Aim =
Put each line of the entries below into a numbered list, skipping any blank lines. Leave the pictures out of your answer.
--- Begin ---
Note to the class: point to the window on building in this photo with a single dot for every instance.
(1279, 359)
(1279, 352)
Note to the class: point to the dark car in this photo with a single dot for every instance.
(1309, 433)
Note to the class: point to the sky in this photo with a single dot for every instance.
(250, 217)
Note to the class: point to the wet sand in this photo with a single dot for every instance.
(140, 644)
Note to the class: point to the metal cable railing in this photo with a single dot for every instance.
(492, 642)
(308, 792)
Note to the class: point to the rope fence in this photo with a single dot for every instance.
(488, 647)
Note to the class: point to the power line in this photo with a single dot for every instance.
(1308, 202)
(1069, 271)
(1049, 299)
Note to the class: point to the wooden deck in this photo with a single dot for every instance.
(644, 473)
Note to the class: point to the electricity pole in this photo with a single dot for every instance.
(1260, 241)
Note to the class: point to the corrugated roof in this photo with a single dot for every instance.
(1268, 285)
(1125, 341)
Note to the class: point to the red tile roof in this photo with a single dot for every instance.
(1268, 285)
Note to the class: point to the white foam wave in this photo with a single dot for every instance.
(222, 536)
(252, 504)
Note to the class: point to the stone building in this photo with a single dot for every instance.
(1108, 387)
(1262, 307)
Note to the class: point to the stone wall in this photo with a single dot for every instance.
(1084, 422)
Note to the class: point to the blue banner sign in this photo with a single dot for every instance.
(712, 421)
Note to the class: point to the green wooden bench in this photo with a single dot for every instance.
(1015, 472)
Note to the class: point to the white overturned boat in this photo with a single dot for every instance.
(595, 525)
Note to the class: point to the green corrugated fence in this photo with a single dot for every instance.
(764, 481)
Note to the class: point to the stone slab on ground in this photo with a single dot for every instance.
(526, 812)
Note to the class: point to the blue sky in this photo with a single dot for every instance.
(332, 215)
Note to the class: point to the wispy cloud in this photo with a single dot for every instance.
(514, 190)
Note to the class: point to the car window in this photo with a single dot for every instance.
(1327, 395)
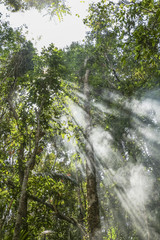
--- End ---
Worked solution =
1. Note to the class: point to the window on building in this photo with a single dot for every instance.
2. (1279, 359)
3. (1279, 352)
4. Note to the class: point to the dark car in this photo with a single dot for every instance.
5. (1309, 433)
6. Note to the class: point to the sky in this photo with a single dot for every instance.
7. (250, 217)
8. Note to the class: point to the wet sand in this photo with a single dot for every instance.
9. (140, 644)
10. Note to the class: point to the metal cable railing in this photo with a single dot for every instance.
11. (492, 642)
12. (308, 792)
13. Note to the class: point to the rope fence in this photo with a single dot for every instance.
14. (488, 647)
15. Note to the class: point to the power line in this photo with a single dot for every instance.
16. (1308, 202)
17. (1069, 271)
18. (1049, 299)
19. Note to the class: point to the wooden deck in this photo with a single dot for every instance.
20. (644, 473)
21. Note to the class: point to the electricity pole in this photo with a single dot for every instance.
22. (1260, 241)
23. Note to the class: point to the corrugated roof in this photo with a single dot for every instance.
24. (1268, 285)
25. (1125, 341)
26. Note to the class: point to the red tile roof in this photo with a single dot for every instance.
27. (1268, 285)
28. Note to the class: point to the white foam wave in this photo with a single dot for every instance.
29. (222, 536)
30. (252, 504)
31. Note to the class: point to the stone building in this photo with a single dot for every instance.
32. (1108, 387)
33. (1262, 307)
34. Note to the class: point to the stone wall in this photo with a single dot for every instance.
35. (1084, 422)
36. Note to the class: point to the blue banner sign in this photo with a single dot for every instance.
37. (712, 421)
38. Note to the class: point to the green wooden bench in this photo with a single dot for every instance.
39. (1015, 472)
40. Note to the class: point to the white overturned boat in this photo with a single dot for every instance.
41. (595, 525)
42. Note to the class: point to the green corrugated fence in this photo with a single dot for every instance.
43. (764, 481)
44. Note to the class: point to the stone slab on ground in this photo with a single dot for every instance.
45. (526, 812)
46. Note to the class: point to the blue sky in this photo with a single dot for every instance.
47. (332, 215)
48. Note to the class: point to the wispy cloud in this photo with a single dot for every instance.
49. (514, 190)
50. Note to the class: point to the car window in this photo with a single dot for every instance.
51. (1327, 395)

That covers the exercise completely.